§ Work order
Carry on the forum thread about Gene's Malkoff M60 LED modules, picking up after its final post.

*** Supplied passage ***

I'm running Gene's Q4 M60 in a stretched 9P (added a TNC Detonator), with two 17670 cells. Works great!

I'm looking forward to the arrival of the Q5 M60...maybe today.


----------



## 021411

I hope I get my M60 tonight. I'll post comparo pics between the Malkoff SSC, Q2, and the new Q5. :thumbsup:


----------



## jbviau

Nice, will look forward to that! Thanks.


----------



## g8trwood

Will the brightness be the same at 6v and 9v?


----------



## Daylo

Just received my M60 today and WOW!!! Thanks Gene for the awesome product and fast shipping. Good luck and you can expect more orders from me in the future. Keep up the great work and best wishes to you and your family.


----------



## Shagbd

I just got my M60 module
i have an older 180 Lumen one and these new ones blow it away!

DAMMMM!


----------



## divine

I got your two M60 Q5 modules today. They are very nice. These are some of the warmest tint LED's I've seen. (I don't have a rebel here to compare it to, though.) Do you use brass for the reflector? (I know some lighting manufacturers are using "copper" and "gold" colored reflectors to warm up 4100K Metal Halide lights...) I'm not sure what I'm looking at through the colminator.

Okay, so my summaries. The M60L (Low output) is a lot warmer than a P60L and it's brighter than a P60L. (I think the warm tint is deceiving me on exactly how much brighter it really is.) I see myself reaching for this before I reach for a light with a P60L.

The M60 is a lot warmer tint than a BOG Q5, not as hot of a hot spot, and at the edges of the spill, not as bright as the BOG, but it has a wider spill than the BOG. The differences are because of the colminator... This thing puts out a very different spill.

The spill, to my eye, gets very consistently darker the further I move the light away from what I'm looking at. This probably means that the light does NOT decrease linearly from the center. Different lights with an orange peel reflector through a normal lens has a pretty bright spill until you get to the shadow from the end of the lens/bezel. With the colminator, I don't see a shadow on the edge of the beam at all, the spill just gives off less light until it goes dark.

I really need to see this thing outdoors to see if the tint and the spill help with depth perception. My hopes are up!


Thank you Gene, I hope you have a nice Christmas. Don't lose too much sleep about your new ventures.


----------



## Toxic518

With all this talk about Gene's new adventure, I had to try out an M60. Ordered it a few minutes ago so I can install it in my Z2. If it's as good as everyone says, I'll buy another for my G2.


----------



## MarNav1

Just got a Q2 (I know, old news!) Malkoff from B/S/T and put it in a 6P, very nice and quite bright as well! Also runs very well with a 17670 too.
I'm looking forward to a Q5 for my 3D mag very much! Was never very interested in Maglites but now that has changed. Good job Gene!


----------



## PhantomPhoton

I received my M60 Q5 (with Optic). So far I like it very much. Definitely a good tint on it. I prefer the beam pattern of most optics to those of reflectors in general. This one is pretty good. I think Crees do very well behind optics for general, useful type lighting. I'll post further impressions after I get more time to play with it.


----------



## Mr. Blue

hey guys is it do- able to do a 3c in a 2d drop in?
how is the flood beam when using a stippled reflector?

*** End of Supplied passage ***
*** Dataset records ***

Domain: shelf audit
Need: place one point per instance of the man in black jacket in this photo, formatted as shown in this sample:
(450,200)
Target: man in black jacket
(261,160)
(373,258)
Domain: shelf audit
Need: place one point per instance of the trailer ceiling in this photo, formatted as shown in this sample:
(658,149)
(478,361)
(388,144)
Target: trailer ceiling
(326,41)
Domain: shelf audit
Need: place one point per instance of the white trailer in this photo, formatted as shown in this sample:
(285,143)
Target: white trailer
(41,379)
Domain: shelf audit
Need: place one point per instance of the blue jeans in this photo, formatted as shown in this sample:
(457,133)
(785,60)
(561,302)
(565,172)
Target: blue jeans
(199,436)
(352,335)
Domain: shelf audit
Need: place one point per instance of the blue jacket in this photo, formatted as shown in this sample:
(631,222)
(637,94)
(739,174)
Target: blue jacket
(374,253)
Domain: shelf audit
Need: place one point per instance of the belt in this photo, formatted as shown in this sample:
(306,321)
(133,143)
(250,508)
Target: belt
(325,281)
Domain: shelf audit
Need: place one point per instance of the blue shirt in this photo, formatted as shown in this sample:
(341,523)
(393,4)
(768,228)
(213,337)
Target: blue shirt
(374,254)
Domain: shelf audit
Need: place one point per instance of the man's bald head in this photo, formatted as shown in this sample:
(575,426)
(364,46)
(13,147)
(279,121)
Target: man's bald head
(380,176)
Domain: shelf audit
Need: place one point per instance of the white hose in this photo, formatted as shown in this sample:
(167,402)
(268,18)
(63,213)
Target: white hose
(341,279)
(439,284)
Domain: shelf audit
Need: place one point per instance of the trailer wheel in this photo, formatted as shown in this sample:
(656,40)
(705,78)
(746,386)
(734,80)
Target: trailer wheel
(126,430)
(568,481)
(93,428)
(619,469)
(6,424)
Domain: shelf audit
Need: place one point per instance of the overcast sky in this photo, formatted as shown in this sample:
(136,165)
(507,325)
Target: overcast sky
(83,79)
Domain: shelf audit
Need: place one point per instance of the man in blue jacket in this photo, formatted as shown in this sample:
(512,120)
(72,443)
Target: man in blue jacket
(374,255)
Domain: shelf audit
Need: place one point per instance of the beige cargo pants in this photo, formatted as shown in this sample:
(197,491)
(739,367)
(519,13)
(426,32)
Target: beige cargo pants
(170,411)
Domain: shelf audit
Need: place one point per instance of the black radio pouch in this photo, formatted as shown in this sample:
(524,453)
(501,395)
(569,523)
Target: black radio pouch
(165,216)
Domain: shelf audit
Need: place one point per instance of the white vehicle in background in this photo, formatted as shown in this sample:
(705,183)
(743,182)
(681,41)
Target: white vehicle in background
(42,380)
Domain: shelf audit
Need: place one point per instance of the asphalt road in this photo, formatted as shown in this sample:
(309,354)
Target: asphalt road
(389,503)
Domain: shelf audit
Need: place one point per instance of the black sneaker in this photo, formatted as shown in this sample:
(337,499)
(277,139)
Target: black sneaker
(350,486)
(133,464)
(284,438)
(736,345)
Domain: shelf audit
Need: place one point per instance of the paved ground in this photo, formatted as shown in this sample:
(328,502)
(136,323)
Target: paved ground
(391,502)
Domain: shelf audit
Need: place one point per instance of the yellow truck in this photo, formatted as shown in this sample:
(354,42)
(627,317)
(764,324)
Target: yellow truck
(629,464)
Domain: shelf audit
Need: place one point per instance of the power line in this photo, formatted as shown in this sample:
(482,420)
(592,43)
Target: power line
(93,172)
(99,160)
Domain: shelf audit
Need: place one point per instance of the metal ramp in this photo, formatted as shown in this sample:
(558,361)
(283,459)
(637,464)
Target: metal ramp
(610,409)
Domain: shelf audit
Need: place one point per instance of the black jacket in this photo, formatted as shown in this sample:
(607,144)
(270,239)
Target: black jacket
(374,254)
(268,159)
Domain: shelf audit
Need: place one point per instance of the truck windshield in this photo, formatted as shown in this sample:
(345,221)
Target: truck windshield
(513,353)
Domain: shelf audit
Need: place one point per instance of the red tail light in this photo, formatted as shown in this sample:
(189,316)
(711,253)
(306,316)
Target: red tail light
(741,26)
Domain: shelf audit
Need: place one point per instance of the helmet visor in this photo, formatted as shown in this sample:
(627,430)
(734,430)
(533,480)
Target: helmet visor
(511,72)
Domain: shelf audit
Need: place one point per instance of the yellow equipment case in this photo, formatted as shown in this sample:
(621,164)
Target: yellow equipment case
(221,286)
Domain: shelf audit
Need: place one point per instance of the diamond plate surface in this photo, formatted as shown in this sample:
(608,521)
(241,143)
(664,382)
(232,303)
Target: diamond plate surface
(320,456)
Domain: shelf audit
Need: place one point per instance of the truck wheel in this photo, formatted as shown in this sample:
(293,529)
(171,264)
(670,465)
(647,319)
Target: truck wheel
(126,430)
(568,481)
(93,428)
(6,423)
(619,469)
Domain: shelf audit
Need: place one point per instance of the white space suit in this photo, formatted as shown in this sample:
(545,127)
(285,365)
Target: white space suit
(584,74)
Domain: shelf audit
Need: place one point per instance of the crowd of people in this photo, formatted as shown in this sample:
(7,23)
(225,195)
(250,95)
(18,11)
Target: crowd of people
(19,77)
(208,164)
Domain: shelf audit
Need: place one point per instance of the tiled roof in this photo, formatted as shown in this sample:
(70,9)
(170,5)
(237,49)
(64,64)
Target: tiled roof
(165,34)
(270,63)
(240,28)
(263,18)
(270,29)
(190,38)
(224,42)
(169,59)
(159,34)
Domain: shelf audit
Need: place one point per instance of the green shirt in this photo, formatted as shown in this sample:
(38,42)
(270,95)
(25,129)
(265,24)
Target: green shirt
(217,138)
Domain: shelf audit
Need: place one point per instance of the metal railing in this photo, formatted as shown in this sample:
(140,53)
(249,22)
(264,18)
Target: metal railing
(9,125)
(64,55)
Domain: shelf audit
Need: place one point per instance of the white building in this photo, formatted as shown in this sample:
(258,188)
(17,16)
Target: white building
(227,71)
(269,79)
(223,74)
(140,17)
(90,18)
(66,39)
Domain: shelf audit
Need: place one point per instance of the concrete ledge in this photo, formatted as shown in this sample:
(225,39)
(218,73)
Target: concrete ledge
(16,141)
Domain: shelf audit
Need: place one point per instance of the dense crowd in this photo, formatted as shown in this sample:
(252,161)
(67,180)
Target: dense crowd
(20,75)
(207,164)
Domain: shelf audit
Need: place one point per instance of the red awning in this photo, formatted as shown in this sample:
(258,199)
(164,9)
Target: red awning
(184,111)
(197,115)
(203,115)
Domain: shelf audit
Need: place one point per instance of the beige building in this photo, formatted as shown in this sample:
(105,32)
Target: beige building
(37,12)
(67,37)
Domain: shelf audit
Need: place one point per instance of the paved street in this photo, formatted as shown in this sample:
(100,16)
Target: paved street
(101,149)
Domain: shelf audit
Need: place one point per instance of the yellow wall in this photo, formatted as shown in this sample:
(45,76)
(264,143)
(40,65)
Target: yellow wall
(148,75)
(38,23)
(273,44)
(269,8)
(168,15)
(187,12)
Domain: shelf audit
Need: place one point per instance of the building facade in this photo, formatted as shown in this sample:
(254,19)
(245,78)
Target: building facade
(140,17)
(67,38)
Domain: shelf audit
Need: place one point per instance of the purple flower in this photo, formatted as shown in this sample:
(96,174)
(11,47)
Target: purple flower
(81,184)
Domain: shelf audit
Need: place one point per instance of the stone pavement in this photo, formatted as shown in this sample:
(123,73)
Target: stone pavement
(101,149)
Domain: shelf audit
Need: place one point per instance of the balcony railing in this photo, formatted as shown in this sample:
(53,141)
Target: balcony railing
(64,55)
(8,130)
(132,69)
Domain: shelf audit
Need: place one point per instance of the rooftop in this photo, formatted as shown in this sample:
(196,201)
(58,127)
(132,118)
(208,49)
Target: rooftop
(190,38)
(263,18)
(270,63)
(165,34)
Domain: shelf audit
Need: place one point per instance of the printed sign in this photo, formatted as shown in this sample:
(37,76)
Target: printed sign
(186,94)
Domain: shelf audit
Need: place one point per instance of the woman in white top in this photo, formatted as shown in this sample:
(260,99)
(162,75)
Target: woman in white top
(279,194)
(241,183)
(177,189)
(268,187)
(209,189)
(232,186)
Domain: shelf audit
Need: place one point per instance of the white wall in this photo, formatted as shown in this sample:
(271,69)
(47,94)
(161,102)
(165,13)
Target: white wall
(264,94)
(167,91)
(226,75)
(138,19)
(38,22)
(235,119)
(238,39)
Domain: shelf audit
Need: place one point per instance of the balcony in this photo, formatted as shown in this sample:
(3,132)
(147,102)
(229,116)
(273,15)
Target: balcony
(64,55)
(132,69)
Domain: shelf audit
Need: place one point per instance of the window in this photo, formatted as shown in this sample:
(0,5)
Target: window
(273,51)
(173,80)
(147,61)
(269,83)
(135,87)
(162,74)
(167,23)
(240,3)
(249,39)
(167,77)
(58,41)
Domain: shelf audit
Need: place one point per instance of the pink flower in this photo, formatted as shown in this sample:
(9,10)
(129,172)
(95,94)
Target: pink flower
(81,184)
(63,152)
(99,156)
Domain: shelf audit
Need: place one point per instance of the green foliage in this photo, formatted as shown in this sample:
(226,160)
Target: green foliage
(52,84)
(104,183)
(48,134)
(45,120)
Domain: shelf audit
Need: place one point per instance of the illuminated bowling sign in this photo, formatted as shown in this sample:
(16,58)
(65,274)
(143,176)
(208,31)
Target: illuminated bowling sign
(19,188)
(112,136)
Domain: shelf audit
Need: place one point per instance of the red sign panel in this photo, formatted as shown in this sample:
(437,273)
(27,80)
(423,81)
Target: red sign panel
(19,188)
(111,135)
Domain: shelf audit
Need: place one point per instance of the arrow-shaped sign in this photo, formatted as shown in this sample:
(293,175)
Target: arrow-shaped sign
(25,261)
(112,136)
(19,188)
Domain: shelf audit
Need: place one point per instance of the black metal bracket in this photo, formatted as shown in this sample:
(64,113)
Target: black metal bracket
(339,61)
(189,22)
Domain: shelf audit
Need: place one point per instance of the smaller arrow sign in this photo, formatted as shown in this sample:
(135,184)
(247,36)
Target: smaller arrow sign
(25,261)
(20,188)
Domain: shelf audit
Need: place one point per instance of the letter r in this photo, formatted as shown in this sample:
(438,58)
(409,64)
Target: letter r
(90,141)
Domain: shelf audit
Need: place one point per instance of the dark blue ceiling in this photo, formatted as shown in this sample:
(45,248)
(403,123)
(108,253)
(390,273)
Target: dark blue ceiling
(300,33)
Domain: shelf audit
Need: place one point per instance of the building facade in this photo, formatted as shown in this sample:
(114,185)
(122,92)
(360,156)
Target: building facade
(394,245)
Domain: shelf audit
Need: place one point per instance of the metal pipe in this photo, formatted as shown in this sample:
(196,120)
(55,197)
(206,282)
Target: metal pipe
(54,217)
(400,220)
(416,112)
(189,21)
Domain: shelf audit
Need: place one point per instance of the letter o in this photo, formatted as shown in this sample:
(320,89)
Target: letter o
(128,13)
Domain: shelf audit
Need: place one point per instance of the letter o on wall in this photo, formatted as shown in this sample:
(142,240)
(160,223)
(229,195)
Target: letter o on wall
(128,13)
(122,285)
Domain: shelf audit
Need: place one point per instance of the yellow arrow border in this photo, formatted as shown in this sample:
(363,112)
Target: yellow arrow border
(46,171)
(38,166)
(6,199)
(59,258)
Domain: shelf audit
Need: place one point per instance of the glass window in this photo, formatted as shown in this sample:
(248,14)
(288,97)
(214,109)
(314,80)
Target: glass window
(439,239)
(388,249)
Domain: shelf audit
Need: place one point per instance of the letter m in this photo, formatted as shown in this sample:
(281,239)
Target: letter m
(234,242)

*** End of Dataset records ***

§ Reply to the task
----------



## ICspots

g8trwood said:


> Will the brightness be the same at 6v and 9v?


Bumparooskie for an answer to this.


----------



## Deep6Osama

g8trwood said:


> Will the brightness be the same at 6v and 9v?


 

My M60 arrived today. It will not work with my Surefire 9Z. When the switch is pushed it lights up for less than a second and goes out then lights up for less than a second when I let go of the switch. I droped it into my Surefire 6Z and the function is normal.

My only hope is that I did not do any damage to the M60. It is not as bright as my Task Force Q4 or my Malkoff 3D Drop in purchased two month's ago.


----------



## SafetyBob

Mr. Blue, yes you can do 3xC batteries in a 2xD battery [email protected].. make sure when Gene gets the drop-ins available for the [email protected] you get the 2-3-4 version and NOT the 4-5-6.

You will not ever regret purchasing one of Gene's drop-ins. 

Bob E.


----------



## divine

Deep6Osama said:


> My M60 arrived today. It will not work with my Surefire 9Z. When the switch is pushed it lights up for less than a second and goes out then lights up for less than a second when I let go of the switch. I droped it into my Surefire 6Z and the function is normal.
> 
> My only hope is that I did not do any damage to the M60. It is not as bright as my Task Force Q4 or my Malkoff 3D Drop in purchased two month's ago.


You can use 3 primaries or two rechargeables with the M60, primaries don't have as high voltage. So... if you want to put it in a 3 cell light, you need to use primaries.


----------



## Gene43

Deep60 a PM has been sent. A replacement will be sent as soon as I know your name.Thanks, Gene


----------



## LightInTheWallet

Just got back the from post office, (missed the mailman twice) opened the very nicely packaged sm60, installed it in my 6pLED and... WOW! I am very impressed with this light (finally). I cannot wait until dark to enjoy the throw and spill, I am definitely impressed with the brightness and tint. ONE HECK of a drop-in I must say.:thumbsup:


----------



## Deep6Osama

divine said:


> You can use 3 primaries or two rechargeables with the M60, primaries don't have as high voltage. So... if you want to put it in a 3 cell light, you need to use primaries.


 
That is what I used Surefire primaries SF123's. Regardless I still think you make a great product.

And thank you for the replacement. I don't think I will try 9 volts again.


----------



## V8TOYTRUCK

Any news on the Mag Drop Ins?


----------



## Deep6Osama

V8TOYTRUCK said:


> Any news on the Mag Drop Ins?


 
A C Maglite drop in would be outstanding!


----------



## Alan B

Just received an M60L from the postal lady.

Quick service, well packed. Looks good. 

In my very old SF 6P it is slightly loose (before putting bezel on) and leaves a bit of a gap in the bezel when tightened. It appears to be sitting on the very bottom edge of the drop-in with my ancient 6P. It is a little tippy before the bezel goes on. Bezel on Head gap is 0.025, unit is tight, no rattle. Tail switch works fine both in twisty and momentary mode. This was not true for another drop-in that was lacking the center spring, so good job there. The other-brand drop-in was so tight I had to use a strap wrench to get it out.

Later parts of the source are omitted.